SUPPLIED DATA below:
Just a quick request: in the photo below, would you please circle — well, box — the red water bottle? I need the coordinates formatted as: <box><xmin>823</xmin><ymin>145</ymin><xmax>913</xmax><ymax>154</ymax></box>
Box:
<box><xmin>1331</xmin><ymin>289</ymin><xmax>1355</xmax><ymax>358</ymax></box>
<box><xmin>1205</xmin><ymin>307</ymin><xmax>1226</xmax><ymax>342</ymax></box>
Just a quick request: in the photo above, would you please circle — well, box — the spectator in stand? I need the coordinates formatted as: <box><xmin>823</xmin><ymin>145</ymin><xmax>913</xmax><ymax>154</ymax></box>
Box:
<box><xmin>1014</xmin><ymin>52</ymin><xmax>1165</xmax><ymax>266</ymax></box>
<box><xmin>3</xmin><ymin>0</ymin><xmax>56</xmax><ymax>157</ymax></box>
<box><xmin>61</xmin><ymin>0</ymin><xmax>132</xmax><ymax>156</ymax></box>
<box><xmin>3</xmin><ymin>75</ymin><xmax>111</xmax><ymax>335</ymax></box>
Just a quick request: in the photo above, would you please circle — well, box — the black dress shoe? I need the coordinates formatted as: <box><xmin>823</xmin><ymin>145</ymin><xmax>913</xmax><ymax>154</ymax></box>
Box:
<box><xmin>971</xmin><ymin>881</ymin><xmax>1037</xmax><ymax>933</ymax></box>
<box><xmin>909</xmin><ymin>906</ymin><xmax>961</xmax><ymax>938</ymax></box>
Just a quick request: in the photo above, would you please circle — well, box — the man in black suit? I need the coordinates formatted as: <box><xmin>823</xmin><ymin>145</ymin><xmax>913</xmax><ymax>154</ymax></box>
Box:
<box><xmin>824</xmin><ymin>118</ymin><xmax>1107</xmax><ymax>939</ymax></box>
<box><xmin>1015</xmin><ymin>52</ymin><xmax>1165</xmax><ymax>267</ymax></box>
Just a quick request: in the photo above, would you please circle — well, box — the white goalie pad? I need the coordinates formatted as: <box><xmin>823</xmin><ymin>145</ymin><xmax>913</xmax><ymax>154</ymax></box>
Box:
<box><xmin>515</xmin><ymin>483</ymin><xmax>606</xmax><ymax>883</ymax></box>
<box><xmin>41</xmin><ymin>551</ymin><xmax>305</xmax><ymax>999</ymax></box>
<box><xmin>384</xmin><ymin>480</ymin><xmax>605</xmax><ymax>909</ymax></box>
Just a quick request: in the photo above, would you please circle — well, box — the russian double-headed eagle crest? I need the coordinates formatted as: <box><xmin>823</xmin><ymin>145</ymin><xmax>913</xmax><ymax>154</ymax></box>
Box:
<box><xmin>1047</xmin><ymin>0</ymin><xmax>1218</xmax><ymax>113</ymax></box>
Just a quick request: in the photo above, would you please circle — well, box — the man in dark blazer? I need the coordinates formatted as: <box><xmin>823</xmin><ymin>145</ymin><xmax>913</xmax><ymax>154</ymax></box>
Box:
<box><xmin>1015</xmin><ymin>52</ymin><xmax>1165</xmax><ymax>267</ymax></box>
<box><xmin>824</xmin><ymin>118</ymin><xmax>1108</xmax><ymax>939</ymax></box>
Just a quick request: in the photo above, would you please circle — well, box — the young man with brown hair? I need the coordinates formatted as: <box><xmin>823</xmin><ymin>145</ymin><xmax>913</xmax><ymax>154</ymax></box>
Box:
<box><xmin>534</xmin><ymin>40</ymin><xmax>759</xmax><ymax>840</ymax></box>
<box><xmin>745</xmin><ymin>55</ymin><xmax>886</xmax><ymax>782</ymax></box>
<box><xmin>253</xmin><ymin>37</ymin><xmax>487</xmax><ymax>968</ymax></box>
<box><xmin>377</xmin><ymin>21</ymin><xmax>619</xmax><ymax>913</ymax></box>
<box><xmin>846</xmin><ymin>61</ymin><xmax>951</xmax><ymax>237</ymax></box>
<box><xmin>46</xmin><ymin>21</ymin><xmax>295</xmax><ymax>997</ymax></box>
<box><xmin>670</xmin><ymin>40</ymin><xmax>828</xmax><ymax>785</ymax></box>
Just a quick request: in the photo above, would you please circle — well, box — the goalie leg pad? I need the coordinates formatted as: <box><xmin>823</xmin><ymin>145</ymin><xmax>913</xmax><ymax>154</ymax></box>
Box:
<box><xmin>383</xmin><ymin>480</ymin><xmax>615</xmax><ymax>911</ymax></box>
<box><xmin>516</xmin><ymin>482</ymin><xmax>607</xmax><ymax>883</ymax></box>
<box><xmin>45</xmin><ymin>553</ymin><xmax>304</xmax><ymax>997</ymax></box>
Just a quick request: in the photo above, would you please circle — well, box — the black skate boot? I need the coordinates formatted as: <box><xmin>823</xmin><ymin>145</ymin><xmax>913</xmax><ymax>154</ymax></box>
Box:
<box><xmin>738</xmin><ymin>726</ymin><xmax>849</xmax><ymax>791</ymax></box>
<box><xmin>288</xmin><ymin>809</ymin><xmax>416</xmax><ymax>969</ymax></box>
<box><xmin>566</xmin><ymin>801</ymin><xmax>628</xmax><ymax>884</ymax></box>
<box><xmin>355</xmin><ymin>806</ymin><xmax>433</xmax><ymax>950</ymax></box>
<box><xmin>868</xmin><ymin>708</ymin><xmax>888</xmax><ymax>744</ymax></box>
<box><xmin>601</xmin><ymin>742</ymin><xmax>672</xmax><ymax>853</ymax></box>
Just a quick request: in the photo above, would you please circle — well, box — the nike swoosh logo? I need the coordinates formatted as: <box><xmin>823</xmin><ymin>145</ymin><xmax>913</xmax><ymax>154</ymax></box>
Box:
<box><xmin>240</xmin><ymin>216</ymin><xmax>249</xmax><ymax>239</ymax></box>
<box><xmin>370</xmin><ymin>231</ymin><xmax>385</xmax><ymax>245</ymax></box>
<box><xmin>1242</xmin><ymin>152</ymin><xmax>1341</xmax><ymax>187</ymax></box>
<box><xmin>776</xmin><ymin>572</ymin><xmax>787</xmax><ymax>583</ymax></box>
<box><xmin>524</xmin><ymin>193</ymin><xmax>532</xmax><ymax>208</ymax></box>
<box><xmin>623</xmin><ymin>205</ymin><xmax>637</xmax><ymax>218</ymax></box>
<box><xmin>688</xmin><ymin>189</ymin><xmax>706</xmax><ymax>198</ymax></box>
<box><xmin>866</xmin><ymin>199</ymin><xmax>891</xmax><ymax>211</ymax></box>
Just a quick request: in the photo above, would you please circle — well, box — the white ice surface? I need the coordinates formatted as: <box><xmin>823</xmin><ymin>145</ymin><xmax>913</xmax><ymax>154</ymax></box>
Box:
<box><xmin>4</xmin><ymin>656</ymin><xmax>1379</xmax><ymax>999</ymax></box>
End of SUPPLIED DATA.
*YOUR OBJECTIVE*. All of the material, start to finish, should be retyped exactly.

*YOUR RESPONSE*.
Just a quick request: in the photo below, would you please circle — well, box — the red water bottle? I need the coordinates formatted as: <box><xmin>823</xmin><ymin>145</ymin><xmax>913</xmax><ymax>154</ymax></box>
Box:
<box><xmin>1331</xmin><ymin>289</ymin><xmax>1355</xmax><ymax>358</ymax></box>
<box><xmin>1205</xmin><ymin>307</ymin><xmax>1226</xmax><ymax>342</ymax></box>
Just a quick request: in the photo above, would you please circle — well, box — the spectator in stand? I need the coordinates formatted as: <box><xmin>823</xmin><ymin>145</ymin><xmax>913</xmax><ymax>154</ymax></box>
Box:
<box><xmin>1014</xmin><ymin>52</ymin><xmax>1165</xmax><ymax>266</ymax></box>
<box><xmin>3</xmin><ymin>0</ymin><xmax>56</xmax><ymax>157</ymax></box>
<box><xmin>61</xmin><ymin>0</ymin><xmax>132</xmax><ymax>156</ymax></box>
<box><xmin>3</xmin><ymin>75</ymin><xmax>111</xmax><ymax>335</ymax></box>
Just a quick request: in the photo above, would you please circle — well, box — the black dress shoe? I need the coordinates formatted as: <box><xmin>823</xmin><ymin>145</ymin><xmax>913</xmax><ymax>154</ymax></box>
Box:
<box><xmin>971</xmin><ymin>881</ymin><xmax>1037</xmax><ymax>933</ymax></box>
<box><xmin>909</xmin><ymin>906</ymin><xmax>961</xmax><ymax>938</ymax></box>
Just a quick request: in the photo above, would you please circle — well, box — the man in black suit? I need the coordinates formatted as: <box><xmin>823</xmin><ymin>145</ymin><xmax>913</xmax><ymax>154</ymax></box>
Box:
<box><xmin>824</xmin><ymin>118</ymin><xmax>1107</xmax><ymax>939</ymax></box>
<box><xmin>1015</xmin><ymin>52</ymin><xmax>1165</xmax><ymax>267</ymax></box>
Just a quick request: in the photo above, would you please circle — well, box — the white goalie pad? I need the coordinates formatted as: <box><xmin>823</xmin><ymin>145</ymin><xmax>913</xmax><ymax>154</ymax></box>
Box:
<box><xmin>515</xmin><ymin>483</ymin><xmax>606</xmax><ymax>883</ymax></box>
<box><xmin>41</xmin><ymin>551</ymin><xmax>305</xmax><ymax>999</ymax></box>
<box><xmin>384</xmin><ymin>480</ymin><xmax>605</xmax><ymax>909</ymax></box>
Just a quick request: in the photo above, would you please circle — well, box — the russian double-headed eagle crest? I need the coordinates formatted as: <box><xmin>823</xmin><ymin>145</ymin><xmax>913</xmax><ymax>154</ymax></box>
Box:
<box><xmin>1047</xmin><ymin>0</ymin><xmax>1218</xmax><ymax>113</ymax></box>
Just a quick request: in the photo above, would you please circle — well, box — the man in dark blazer? I need the coordinates formatted as: <box><xmin>823</xmin><ymin>145</ymin><xmax>913</xmax><ymax>154</ymax></box>
Box:
<box><xmin>1015</xmin><ymin>52</ymin><xmax>1165</xmax><ymax>267</ymax></box>
<box><xmin>824</xmin><ymin>118</ymin><xmax>1108</xmax><ymax>939</ymax></box>
Just a quick request: in the photo above, would you please circle — well, box — the young man with brown hair? I need the coordinates formatted as: <box><xmin>823</xmin><ymin>145</ymin><xmax>913</xmax><ymax>154</ymax></box>
Box:
<box><xmin>534</xmin><ymin>40</ymin><xmax>759</xmax><ymax>840</ymax></box>
<box><xmin>745</xmin><ymin>55</ymin><xmax>886</xmax><ymax>782</ymax></box>
<box><xmin>253</xmin><ymin>37</ymin><xmax>487</xmax><ymax>968</ymax></box>
<box><xmin>377</xmin><ymin>21</ymin><xmax>619</xmax><ymax>913</ymax></box>
<box><xmin>846</xmin><ymin>61</ymin><xmax>951</xmax><ymax>237</ymax></box>
<box><xmin>46</xmin><ymin>21</ymin><xmax>295</xmax><ymax>997</ymax></box>
<box><xmin>670</xmin><ymin>40</ymin><xmax>828</xmax><ymax>785</ymax></box>
Just a quick request: in the photo above, would you please circle — well, box — the goalie leg pad? I need the coordinates formatted as: <box><xmin>823</xmin><ymin>145</ymin><xmax>913</xmax><ymax>154</ymax></box>
Box:
<box><xmin>383</xmin><ymin>480</ymin><xmax>615</xmax><ymax>911</ymax></box>
<box><xmin>516</xmin><ymin>482</ymin><xmax>607</xmax><ymax>883</ymax></box>
<box><xmin>45</xmin><ymin>553</ymin><xmax>304</xmax><ymax>997</ymax></box>
Just a quick request: in the photo above, would you please circle — well, box — the black skate boot? I need the coordinates formatted as: <box><xmin>823</xmin><ymin>145</ymin><xmax>913</xmax><ymax>154</ymax></box>
Box:
<box><xmin>738</xmin><ymin>726</ymin><xmax>849</xmax><ymax>791</ymax></box>
<box><xmin>288</xmin><ymin>809</ymin><xmax>416</xmax><ymax>969</ymax></box>
<box><xmin>566</xmin><ymin>801</ymin><xmax>628</xmax><ymax>884</ymax></box>
<box><xmin>355</xmin><ymin>806</ymin><xmax>433</xmax><ymax>950</ymax></box>
<box><xmin>868</xmin><ymin>708</ymin><xmax>888</xmax><ymax>744</ymax></box>
<box><xmin>601</xmin><ymin>742</ymin><xmax>672</xmax><ymax>853</ymax></box>
Just a quick request: in the photo above, would you please circle — well, box — the nike swoosh logo? I need the coordinates formatted as: <box><xmin>823</xmin><ymin>145</ymin><xmax>913</xmax><ymax>154</ymax></box>
Box:
<box><xmin>240</xmin><ymin>216</ymin><xmax>249</xmax><ymax>239</ymax></box>
<box><xmin>370</xmin><ymin>231</ymin><xmax>385</xmax><ymax>245</ymax></box>
<box><xmin>1242</xmin><ymin>152</ymin><xmax>1341</xmax><ymax>187</ymax></box>
<box><xmin>776</xmin><ymin>572</ymin><xmax>787</xmax><ymax>583</ymax></box>
<box><xmin>524</xmin><ymin>193</ymin><xmax>532</xmax><ymax>208</ymax></box>
<box><xmin>623</xmin><ymin>205</ymin><xmax>637</xmax><ymax>218</ymax></box>
<box><xmin>688</xmin><ymin>189</ymin><xmax>706</xmax><ymax>198</ymax></box>
<box><xmin>866</xmin><ymin>199</ymin><xmax>891</xmax><ymax>211</ymax></box>
Just a quick request: in the photo above, would you please circle — well, box — the white ice surface? I need the coordinates formatted as: <box><xmin>823</xmin><ymin>145</ymin><xmax>913</xmax><ymax>154</ymax></box>
Box:
<box><xmin>4</xmin><ymin>656</ymin><xmax>1379</xmax><ymax>999</ymax></box>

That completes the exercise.